Supplied passage:
Both areas feature high rise apartment buildings and lofts, which often come at a staggering cost for their convenience. Some apartments in LoDo, especially around the ballpark, have a reputation for a younger party crowd.
The CBD is where all the business happens. The 16th Street Mall, an outdoor promenade of shopping and dining, connects the Central Business District with LoDo via a free mall bus ride. This complimentary RTD service picks up and drops off passengers on every block, heading both north and south on 16th. It starts close to the Colorado State Capitol building and ends in LoDo at Union Station.
LoDo is Denver’s most popular nightlife spot with many bars and restaurants radiating from Larimer Square and Union Station up to Coors Field. Recently refurbished Union Station has excellent restaurants, bars, and even a hotel inside. And if you want to catch a baseball game, Coors Field is right up the road from Union Station.

Data:
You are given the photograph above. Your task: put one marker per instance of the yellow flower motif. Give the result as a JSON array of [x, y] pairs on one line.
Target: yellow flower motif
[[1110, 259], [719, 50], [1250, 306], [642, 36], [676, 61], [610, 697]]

Set tasks:
1) Could you output the passage on downtown Denver, everything from "The CBD is where" down to "at Union Station.", word for word?
2) Can you pick up the passage on downtown Denver where it stops and continue it?

Responses to the tasks:
1)
The CBD is where all the business happens. The 16th Street Mall, an outdoor promenade of shopping and dining, connects the Central Business District with LoDo via a free mall bus ride. This complimentary RTD service picks up and drops off passengers on every block, heading both north and south on 16th. It starts close to the Colorado State Capitol building and ends in LoDo at Union Station.

2)
Best Denver Neighborhoods: Five Points
Five Points neighbors LoDo to the south and Uptown to the southeast around 20th Avenue. The South Platte River marks the north and west end and Downing Street marks the east. Five Points includes the neighborhoods of Rive North (RiNo), Ballpark, and Curtis Park.
A lot is happening in Five Points, with construction on Brighton Boulevard, Larimer and Welton. As the latest booming part of Denver, it’s where many new restaurants, bars, art galleries, and music venues in Denver have been popping up in the last couple of years. Throughout much of the twentieth century, it was also the center of Denver’s jazz scene and African-American community. Each year they honor this heritage at the Five Points Jazz Festival.
The Larimer Lounge and the newly built Mission Ballroom are great area music venues in the area. And a local partnership including basketball great and Denver’s own Chauncey Billups is working to refurbish the historic Rossonian Hotel. The hotel fell into disrepair over the years, but is an incredible part of Denver’s African-American and jazz history.
Apartment buildings and townhomes seemed to be a big focus in 2019, but there are many single-family homes in the area as well.
Best Denver Neighborhoods: Golden Triangle
The Golden Triangle is shaped just like it sounds. To the north, it’s bordered by Colfax Avenue. The west is bordered by the diagonal Speer Boulevard. It ends where Broadway to the east intersects with Speer Boulevard in the south.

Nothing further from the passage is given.